• Provided text:
((
Calibrating the Russian Threat: Context is Crucial

08/05/2015

08/05/2015 By Robbin Laird

When addressing the question of the threat posed by Putin’s Russia, it is crucial to not do an in-itself assessment but look at the context within which Russian actions are occurring and their broader consequences.

The industrial democracies are entering unchartered territory with the confluence of many challenges at the same time, represented in part by the uncertainty about how to characterize the decade ahead.

What is clear is that the period after 1815 where the Council of Europe established a status quo order and fell apart later in the century has its parallel with the post-1989 era.

The West saw the expansion of the European Union and NATO as shaping a more stable, cohesive and prosperous period.

That period is at an end, and a more challenging global situation is replacing it, one in which actions in one part of the global dynamic has consequences beyond its proximate occurrence.

Putin flat out rejects the post-1989 order and is willing to use military force to reshape Russia’s geopolitical situation.

Rather than being 19th century in character as Secretary Kerry has labeled it, this stance is unfortunately very 21st century.

Putin rejects the post 1989 European order and is using military means as part of his restructuring solution.
Putin rejects the post 1989 European order and is using military means as part of his restructuring solution. 

Whether it be ISIS using a wide variety of tools to rewrite the map of the Middle East or Chinese island building and assertion with increasing success of their concept of their “legitimate air space”, the use of various military means are clearly on the agenda as legitimate restructuring and map making efforts.

It is not an aberration, but a defining characteristic of the decade ahead.

And the Russians have brought back clearly the potential political utility of nuclear weapons – by using direct and indirect threats against those whose behavior they wish to influence – and by building up their so-called tactical nuclear arsenal.

Herman Kahn generated an intellectual effort to see nuclear weapons as part of warfighting and political discourse – Putin is the 21st century Herman Kahn.

The knock on consequences of what Putin is about is even more significant than what he is doing.

Other authoritarian leaders are looking at the evolving tool set and noticing what seems to work, or where perhaps risks are greater than one might wish to take.

The Russians have torn up the Budapest Memorandum on Security Assurances with Ukraine, overturned the INF agreement by their actions, and yet are supposedly one of the states enforcing the new Iran agreement. The reality of course is that by being a major nuclear power, Russia sits at the table generating a process which will release significant money to Iran which almost certainly go in part to feed Russian economic and military interests.
))
• Directive 1:
According to the article on the Russian threat, which agreement is Russia supposedly one of the states enforcing?
• Directive 2:
Reproduce the article on the Russian threat word for word, taking everything from "When addressing the" down to "their broader consequences.".
The records that come next are separate material from the article on the Russian threat.

• Dataset entries:
((
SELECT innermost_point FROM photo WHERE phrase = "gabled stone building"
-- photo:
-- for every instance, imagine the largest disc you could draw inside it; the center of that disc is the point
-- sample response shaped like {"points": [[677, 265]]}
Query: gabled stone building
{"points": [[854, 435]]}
))
((
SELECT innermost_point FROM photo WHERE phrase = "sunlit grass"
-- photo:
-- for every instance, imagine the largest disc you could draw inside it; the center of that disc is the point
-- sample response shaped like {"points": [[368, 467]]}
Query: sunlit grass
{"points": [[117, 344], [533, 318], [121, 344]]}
))
• Response 1:
The new Iran agreement.

• Response 2:
When addressing the question of the threat posed by Putin’s Russia, it is crucial to not do an in-itself assessment but look at the context within which Russian actions are occurring and their broader consequences.